- What to work on -
Write out the comment thread on pleasure and future utility word for word, starting at "What I mean" and ending at "not be got.".

---------- Document excerpt ----------

To suggest that such activities B don't exist, or that we never choose them, is to suggest that (at least some) human beings are entirely "subjectively rational", i.e. always make the choice they believe to yield optimal future benefit. If you know any such person see if you can gather up a few hair samples so we can clone him!

Comment author: michael_b 22 February 2015 06:43:19PM *  0 points [-]

Alright, let's say I agree that in the space of all possible activities there exist some pleasurable activities that have zero future utility.

Couldn't we die at any minute? Given this, shouldn't we always do the pleasurable thing so long as there's no negative utility and no opportunity cost because there's a small chance it'll be the last thing we do?

Doesn't choosing the beautiful vacation that evaporates when it's over have the benefit that if we die in the middle of it, life was just that much more pleasant?

I guess I don't understand why someone would choose not to take the vacation.

Comment author: eternal_neophyte 20 February 2015 05:32:50PM 3 points [-]

What I mean is "this is what I think he intended".

Comment author: michael_b 22 February 2015 03:11:29PM 0 points [-]

Understood. In that case, I disagree on this point.

most of us choose to indulge in pleasures that have no future utility (and in some cases have negative future utility) all the time. We eat junk food, watch TV, waste time watching cat videos. Things that would not obviously be missed if they could not be got.

Are you sure there's no future utility? Doesn't resisting these useless but pleasurable activities deplete the ego? Doesn't depleted ego lead to bad decision-making?

---------- Available data ----------

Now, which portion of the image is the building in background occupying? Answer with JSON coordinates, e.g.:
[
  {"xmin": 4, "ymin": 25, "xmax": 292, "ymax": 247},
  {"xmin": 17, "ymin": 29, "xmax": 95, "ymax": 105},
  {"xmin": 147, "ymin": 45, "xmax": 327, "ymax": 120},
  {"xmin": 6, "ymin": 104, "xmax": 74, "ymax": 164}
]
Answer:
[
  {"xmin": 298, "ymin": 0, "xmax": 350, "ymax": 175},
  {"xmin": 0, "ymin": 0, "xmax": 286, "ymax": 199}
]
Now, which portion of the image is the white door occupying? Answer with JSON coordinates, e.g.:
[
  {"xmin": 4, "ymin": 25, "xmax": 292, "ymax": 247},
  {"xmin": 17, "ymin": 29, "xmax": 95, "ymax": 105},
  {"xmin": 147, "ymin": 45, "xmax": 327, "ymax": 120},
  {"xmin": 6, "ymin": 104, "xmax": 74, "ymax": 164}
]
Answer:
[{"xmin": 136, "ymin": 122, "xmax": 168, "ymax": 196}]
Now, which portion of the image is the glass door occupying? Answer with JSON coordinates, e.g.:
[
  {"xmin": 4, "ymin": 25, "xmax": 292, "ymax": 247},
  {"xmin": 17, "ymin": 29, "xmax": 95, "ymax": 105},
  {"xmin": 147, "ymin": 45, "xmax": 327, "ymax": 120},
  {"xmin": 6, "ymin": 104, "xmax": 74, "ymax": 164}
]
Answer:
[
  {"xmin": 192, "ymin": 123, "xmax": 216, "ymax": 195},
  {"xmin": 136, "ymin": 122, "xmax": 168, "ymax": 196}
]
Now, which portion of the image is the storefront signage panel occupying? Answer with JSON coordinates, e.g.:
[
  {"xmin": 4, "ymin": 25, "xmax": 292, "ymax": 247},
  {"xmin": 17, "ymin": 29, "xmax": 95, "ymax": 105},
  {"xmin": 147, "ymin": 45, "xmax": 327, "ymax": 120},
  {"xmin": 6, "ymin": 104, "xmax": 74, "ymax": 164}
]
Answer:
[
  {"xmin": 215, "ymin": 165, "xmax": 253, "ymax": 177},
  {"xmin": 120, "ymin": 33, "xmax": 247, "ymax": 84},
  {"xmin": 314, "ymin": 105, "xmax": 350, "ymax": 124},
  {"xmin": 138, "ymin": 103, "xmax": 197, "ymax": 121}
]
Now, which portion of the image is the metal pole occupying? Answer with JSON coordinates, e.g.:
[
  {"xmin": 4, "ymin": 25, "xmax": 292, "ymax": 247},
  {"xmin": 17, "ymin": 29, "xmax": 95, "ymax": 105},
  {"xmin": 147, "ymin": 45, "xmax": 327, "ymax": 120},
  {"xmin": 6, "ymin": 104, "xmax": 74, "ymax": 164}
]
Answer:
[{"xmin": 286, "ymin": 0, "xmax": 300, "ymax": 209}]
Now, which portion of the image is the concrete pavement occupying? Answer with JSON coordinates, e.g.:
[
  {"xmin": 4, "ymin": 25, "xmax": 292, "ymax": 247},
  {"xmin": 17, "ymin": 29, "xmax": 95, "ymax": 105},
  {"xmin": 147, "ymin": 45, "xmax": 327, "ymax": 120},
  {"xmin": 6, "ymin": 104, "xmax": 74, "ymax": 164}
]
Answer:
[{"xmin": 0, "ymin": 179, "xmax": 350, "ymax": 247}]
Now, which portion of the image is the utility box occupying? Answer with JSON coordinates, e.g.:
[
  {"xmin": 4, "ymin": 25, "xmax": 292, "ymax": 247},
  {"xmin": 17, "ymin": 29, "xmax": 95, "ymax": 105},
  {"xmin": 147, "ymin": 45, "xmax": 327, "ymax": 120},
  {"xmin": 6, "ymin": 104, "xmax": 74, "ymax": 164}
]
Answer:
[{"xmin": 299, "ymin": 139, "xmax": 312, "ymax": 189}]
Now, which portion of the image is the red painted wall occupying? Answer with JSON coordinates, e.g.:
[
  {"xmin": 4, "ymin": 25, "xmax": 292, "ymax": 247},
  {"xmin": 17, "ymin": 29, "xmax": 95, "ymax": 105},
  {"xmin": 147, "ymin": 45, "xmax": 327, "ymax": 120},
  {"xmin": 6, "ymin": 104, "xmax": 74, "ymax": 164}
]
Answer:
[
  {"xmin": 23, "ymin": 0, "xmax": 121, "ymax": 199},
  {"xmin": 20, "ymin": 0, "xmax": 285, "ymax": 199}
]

----------

- Answer section -
What I mean is "this is what I think he intended".

Comment author: michael_b 22 February 2015 03:11:29PM 0 points [-]

Understood. In that case, I disagree on this point.

most of us choose to indulge in pleasures that have no future utility (and in some cases have negative future utility) all the time. We eat junk food, watch TV, waste time watching cat videos. Things that would not obviously be missed if they could not be got.